=== Passage provided ===
══════════
Island Vibes: Traditional Black Cake
Photo Cred: Caribbean National Weekly
About Black Cake
Fruit cake is as traditional as it gets in any Caribbean island most commonly known as “black cake” because of its most obvious color when baked. Saint Lucian black cake is most appreciated by locals because of it’s use for dark Caribbean rum blends. Rum soaked fruit is a key ingredient to this West Indian classic, macerated for at least 6 months to 1 year before being used. The long maceration allows for the alcohol to further break down the fruits and develop the flavor.
Sugar-based browning or molasses are used in the cake mixture to help achieve the black or very dark brown color. I prefer using store bought browning because of it’s concentration and I’m able to control how the final product will turn out. One or multiple spirits, wines, or rum blends are poured over the cake after it’s baked in order to keep the cake moist and rum-filled.
This holiday specialty is baked with warm spices such as cinnamon, cloves and ginger to develop fruity tones and spice profiles. The cake can also be made without alcohol if preferred. Black cake is the life of every party and event whether Christmas, weddings, anniversaries, christenings or baptisms. Fruit cake is my most treasured recipe, passed down from my Food and Nutrition high school teacher. It holds such rich history within my roots from when I first discovered by passion for baking. Since then, I’ve have been praised constantly for having made one of the best fruit cakes ever tasted.
Black Cake Variations
Black cake is a true gem for multiple Caribbean countries, and with that comes multiple variations. My recipe highlights whole fruit or chunky cuts because this is what my family and I personally prefer, whereas some may puree half of or the entire fruit mixture. Soaked fruit can be pureed using a blender with the rum juices used for soaking. Trinidadians often blend their fruit as it creates a more pudding-like texture. If this is what you prefer, you’re more than welcomed to do this as my black cake recipe is versatile.
══════════
=== Brief A ===
Decide whether each statement agrees with the black cake article. Answer yes or no for each, quoting the deciding words of the article. (i) The rum-soaked fruit is macerated for at least six months before it is used. (ii) The cake cannot be made without alcohol. (iii) Trinidadians often blend their fruit.
The records below this text are unrelated to it.
══════════
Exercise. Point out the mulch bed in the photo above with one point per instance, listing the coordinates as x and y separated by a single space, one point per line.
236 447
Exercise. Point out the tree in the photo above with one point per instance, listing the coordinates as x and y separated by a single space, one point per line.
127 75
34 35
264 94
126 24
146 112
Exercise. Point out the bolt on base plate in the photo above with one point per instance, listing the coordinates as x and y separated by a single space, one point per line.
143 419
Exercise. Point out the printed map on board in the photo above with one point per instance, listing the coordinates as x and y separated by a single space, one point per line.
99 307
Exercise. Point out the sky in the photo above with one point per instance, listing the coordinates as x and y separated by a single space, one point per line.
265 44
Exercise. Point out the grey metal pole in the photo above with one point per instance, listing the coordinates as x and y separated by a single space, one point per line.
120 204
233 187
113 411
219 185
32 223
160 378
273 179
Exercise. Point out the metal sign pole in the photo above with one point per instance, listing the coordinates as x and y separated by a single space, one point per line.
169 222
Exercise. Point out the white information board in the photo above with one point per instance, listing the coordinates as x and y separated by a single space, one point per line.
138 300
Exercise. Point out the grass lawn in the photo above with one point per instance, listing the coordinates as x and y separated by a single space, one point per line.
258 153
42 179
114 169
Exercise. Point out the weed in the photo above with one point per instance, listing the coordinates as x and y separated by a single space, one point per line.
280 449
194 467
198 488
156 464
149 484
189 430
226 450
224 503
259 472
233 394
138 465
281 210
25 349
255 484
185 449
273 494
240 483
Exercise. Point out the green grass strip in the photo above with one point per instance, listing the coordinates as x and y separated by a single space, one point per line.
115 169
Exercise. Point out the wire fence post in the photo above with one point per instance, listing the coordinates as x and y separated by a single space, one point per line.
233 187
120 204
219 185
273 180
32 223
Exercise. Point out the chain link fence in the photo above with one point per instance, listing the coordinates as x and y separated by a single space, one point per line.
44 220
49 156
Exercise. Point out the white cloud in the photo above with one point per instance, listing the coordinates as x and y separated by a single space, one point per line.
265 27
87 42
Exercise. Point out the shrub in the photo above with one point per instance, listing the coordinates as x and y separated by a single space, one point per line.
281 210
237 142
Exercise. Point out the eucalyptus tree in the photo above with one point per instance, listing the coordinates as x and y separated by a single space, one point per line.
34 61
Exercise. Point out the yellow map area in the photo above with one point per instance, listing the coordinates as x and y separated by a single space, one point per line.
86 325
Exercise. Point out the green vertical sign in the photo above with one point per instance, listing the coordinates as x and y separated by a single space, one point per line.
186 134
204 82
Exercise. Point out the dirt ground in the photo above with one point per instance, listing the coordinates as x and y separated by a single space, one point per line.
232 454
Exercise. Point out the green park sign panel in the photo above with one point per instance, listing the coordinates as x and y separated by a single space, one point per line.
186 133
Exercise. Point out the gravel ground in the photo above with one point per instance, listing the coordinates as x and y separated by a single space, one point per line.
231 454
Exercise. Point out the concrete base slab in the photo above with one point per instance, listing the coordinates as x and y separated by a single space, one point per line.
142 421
══════════
=== Brief B ===
Write out everything in the records from the line containing "Exercise. Point out the green park" down to the last line of the records, with both ends included.

=== Task result A ===
(i) Yes: "macerated for at least 6 months to 1 year before being used."
(ii) No: "The cake can also be made without alcohol if preferred."
(iii) Yes: "Trinidadians often blend their fruit as it creates a more pudding-like texture."

=== Task result B ===
Exercise. Point out the green park sign panel in the photo above with one point per instance, listing the coordinates as x and y separated by a single space, one point per line.
186 133
Exercise. Point out the gravel ground in the photo above with one point per instance, listing the coordinates as x and y separated by a single space, one point per line.
231 454
Exercise. Point out the concrete base slab in the photo above with one point per instance, listing the coordinates as x and y separated by a single space, one point per line.
142 421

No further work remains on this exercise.